- Requirement:
In the material below, copy out verbatim every line starting at the one that contains "as [[186, 194]]." and ending at the one that contains "[[102, 168], [142, 151], [73, 187], [134, 153]]", including both of those lines.

- Data records:
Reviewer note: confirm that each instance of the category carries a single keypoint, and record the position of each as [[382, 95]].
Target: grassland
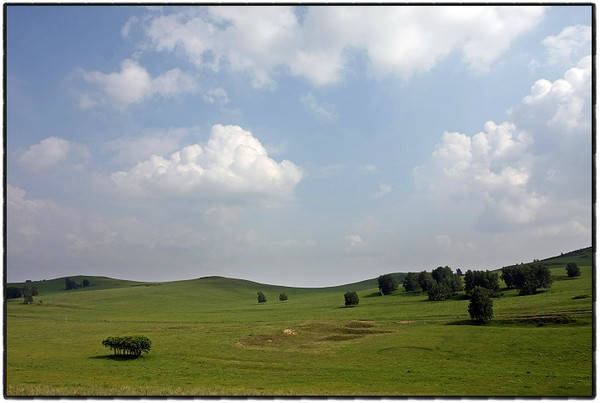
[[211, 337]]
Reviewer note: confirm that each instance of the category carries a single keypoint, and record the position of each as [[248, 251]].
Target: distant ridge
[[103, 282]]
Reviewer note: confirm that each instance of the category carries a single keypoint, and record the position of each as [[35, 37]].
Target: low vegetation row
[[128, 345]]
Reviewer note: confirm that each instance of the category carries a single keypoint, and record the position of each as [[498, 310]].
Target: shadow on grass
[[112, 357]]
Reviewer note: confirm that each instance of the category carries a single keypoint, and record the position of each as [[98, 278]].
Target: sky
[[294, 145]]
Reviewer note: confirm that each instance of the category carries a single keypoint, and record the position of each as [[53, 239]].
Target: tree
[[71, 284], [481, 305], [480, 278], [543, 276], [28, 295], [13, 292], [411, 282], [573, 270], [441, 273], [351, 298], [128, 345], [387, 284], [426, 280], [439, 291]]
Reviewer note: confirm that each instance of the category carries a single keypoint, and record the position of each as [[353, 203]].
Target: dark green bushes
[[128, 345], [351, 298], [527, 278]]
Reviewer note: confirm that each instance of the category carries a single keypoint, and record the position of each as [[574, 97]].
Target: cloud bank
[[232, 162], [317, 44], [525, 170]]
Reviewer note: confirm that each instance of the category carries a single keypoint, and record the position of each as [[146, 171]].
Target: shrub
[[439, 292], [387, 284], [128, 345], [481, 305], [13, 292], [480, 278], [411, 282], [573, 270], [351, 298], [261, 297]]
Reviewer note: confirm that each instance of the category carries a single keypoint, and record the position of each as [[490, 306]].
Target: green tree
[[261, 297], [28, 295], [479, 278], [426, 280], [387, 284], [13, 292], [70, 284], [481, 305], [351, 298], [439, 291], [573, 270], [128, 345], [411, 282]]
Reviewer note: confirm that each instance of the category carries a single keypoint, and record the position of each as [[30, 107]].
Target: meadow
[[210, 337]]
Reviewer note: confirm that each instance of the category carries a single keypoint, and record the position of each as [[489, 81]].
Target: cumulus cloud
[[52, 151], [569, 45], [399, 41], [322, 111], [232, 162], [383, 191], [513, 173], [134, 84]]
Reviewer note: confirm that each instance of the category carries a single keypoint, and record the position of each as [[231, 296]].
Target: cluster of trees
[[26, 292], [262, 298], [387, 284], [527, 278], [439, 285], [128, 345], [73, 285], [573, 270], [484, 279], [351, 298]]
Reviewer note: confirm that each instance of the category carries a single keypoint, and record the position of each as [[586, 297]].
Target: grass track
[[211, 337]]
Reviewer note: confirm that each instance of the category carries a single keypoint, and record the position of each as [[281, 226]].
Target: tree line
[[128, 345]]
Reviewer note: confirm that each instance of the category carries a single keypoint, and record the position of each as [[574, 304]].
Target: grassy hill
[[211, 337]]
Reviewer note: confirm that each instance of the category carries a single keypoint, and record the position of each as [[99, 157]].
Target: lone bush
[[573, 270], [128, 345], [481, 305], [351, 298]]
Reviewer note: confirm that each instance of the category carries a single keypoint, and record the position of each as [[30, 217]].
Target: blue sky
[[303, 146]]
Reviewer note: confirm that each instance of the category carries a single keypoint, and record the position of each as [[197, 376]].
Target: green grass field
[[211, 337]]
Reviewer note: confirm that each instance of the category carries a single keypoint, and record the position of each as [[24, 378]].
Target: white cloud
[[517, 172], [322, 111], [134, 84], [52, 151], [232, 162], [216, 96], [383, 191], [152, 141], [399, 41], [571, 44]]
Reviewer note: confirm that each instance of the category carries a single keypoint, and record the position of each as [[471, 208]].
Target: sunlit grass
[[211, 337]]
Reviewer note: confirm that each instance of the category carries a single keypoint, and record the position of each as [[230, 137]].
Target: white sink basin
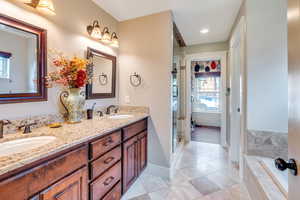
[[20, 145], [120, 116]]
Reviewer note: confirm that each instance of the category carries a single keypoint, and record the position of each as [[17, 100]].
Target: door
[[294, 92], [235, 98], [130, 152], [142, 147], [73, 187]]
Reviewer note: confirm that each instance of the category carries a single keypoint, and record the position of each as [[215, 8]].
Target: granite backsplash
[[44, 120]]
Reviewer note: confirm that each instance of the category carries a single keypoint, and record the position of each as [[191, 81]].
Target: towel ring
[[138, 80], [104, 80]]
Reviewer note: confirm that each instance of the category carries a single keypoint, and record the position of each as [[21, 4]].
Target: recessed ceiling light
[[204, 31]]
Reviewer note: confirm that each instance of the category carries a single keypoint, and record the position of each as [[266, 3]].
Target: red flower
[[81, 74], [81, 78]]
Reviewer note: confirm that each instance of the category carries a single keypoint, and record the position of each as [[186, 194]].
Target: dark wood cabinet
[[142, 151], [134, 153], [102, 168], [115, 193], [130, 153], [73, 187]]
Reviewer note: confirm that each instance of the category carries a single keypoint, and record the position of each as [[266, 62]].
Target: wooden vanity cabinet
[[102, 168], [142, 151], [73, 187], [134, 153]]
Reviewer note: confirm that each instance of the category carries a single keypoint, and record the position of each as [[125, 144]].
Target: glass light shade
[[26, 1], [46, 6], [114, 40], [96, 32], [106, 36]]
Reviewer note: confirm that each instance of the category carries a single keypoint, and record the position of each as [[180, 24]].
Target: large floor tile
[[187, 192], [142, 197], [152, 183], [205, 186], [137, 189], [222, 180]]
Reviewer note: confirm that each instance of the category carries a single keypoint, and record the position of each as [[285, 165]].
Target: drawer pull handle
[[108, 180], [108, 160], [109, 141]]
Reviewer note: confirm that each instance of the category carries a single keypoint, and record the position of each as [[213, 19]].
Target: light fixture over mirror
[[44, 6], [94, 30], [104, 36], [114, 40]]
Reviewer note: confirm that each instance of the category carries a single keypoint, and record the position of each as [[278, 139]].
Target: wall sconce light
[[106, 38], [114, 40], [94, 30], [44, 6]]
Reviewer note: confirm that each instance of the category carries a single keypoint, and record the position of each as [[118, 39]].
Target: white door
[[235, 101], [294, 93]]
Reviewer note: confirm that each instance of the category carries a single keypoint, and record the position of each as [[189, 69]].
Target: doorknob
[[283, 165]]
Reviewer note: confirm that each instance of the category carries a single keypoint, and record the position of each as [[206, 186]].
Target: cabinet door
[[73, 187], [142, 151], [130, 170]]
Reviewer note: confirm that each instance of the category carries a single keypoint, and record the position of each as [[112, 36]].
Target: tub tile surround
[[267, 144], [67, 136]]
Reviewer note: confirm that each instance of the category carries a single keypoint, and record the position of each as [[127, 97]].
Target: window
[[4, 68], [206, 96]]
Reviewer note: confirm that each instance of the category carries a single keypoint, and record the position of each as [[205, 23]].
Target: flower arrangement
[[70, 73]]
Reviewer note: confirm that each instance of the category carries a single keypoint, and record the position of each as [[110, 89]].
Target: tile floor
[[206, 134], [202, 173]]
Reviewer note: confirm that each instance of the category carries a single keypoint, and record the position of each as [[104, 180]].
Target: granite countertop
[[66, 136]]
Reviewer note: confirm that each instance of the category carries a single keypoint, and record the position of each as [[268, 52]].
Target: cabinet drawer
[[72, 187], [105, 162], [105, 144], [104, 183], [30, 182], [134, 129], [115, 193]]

- Reply to the task:
Reviewer note: confirm that each instance of the category carries a single keypoint, and record the position of each as [[186, 194]].
Target: dark wood cabinet
[[142, 151], [134, 153], [102, 168], [115, 193], [130, 153], [73, 187]]
Reviewer note: confirm that each instance of the category carries a single keypoint, and record the position of each as [[266, 62]].
Target: wooden vanity cabinet
[[102, 168], [142, 151], [73, 187], [134, 153]]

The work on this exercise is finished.